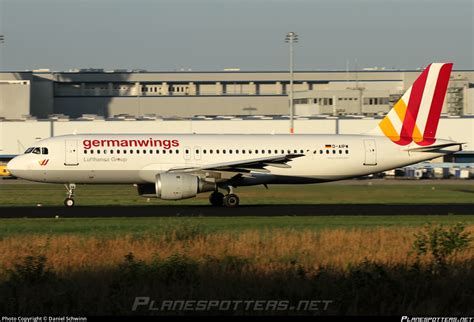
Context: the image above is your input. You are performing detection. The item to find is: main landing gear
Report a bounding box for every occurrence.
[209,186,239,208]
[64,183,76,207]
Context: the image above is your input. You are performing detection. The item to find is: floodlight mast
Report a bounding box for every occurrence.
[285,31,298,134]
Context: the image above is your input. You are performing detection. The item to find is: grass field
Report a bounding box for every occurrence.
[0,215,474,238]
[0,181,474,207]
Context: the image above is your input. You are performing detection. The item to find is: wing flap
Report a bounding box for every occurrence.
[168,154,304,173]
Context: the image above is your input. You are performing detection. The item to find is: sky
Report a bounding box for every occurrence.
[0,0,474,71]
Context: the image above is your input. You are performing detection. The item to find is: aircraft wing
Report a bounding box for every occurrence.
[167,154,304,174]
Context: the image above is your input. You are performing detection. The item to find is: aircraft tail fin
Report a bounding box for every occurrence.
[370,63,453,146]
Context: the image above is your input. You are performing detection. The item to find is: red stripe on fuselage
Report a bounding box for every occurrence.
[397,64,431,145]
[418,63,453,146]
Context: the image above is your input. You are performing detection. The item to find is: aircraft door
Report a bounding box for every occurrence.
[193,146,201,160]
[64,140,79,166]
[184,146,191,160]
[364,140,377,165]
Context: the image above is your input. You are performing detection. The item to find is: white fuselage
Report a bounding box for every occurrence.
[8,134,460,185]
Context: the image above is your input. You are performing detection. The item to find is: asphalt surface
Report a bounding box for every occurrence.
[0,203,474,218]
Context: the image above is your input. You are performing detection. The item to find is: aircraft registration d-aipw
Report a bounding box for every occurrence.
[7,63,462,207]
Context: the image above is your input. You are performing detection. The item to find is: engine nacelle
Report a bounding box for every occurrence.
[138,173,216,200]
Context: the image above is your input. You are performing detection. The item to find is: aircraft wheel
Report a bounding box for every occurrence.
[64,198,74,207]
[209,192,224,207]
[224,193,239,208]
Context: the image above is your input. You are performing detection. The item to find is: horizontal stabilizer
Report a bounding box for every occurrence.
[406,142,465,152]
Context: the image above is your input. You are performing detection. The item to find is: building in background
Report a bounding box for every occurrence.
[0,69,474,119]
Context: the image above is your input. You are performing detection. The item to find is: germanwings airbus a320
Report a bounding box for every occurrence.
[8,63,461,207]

·····

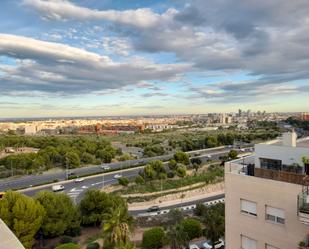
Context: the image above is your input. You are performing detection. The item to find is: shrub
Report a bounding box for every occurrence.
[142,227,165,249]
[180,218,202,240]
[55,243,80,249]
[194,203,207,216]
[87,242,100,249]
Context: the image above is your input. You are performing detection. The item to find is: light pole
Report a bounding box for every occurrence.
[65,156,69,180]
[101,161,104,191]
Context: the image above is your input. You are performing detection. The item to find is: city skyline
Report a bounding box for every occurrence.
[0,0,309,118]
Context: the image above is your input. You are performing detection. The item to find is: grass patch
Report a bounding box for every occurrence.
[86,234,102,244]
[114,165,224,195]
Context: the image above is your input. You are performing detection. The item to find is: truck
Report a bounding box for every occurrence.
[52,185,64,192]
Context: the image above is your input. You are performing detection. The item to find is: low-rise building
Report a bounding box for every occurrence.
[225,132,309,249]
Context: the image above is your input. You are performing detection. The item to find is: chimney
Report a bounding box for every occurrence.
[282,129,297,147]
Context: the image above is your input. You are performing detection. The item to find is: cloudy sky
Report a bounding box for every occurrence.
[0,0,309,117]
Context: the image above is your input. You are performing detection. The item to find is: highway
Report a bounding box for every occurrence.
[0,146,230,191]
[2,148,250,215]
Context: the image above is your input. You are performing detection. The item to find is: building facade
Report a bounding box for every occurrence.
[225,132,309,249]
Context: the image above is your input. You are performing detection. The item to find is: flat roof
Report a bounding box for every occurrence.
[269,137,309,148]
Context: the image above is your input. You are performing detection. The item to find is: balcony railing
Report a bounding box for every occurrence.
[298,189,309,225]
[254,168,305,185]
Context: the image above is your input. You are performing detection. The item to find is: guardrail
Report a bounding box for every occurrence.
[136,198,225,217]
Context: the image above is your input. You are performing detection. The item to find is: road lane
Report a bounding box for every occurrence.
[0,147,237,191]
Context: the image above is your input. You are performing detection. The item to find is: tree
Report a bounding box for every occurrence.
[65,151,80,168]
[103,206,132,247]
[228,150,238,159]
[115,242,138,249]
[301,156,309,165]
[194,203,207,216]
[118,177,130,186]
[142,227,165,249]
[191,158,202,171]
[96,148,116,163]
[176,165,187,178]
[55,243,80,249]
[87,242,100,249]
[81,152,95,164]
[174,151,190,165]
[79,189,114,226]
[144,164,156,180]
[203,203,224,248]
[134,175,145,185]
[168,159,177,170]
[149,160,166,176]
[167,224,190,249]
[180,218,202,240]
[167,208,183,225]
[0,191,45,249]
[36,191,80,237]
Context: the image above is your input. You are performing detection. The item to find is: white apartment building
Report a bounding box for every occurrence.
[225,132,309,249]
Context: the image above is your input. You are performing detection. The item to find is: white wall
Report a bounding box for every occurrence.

·····

Extract the lines of the entries from the line with "is: white fuselage" up to and including the line with "[8,134,460,185]", and write them out without changes.

Full answer =>
Context: the image above is your input. You are performing detection. The item to find is: white fuselage
Report a bounding box for every occurrence.
[8,134,460,185]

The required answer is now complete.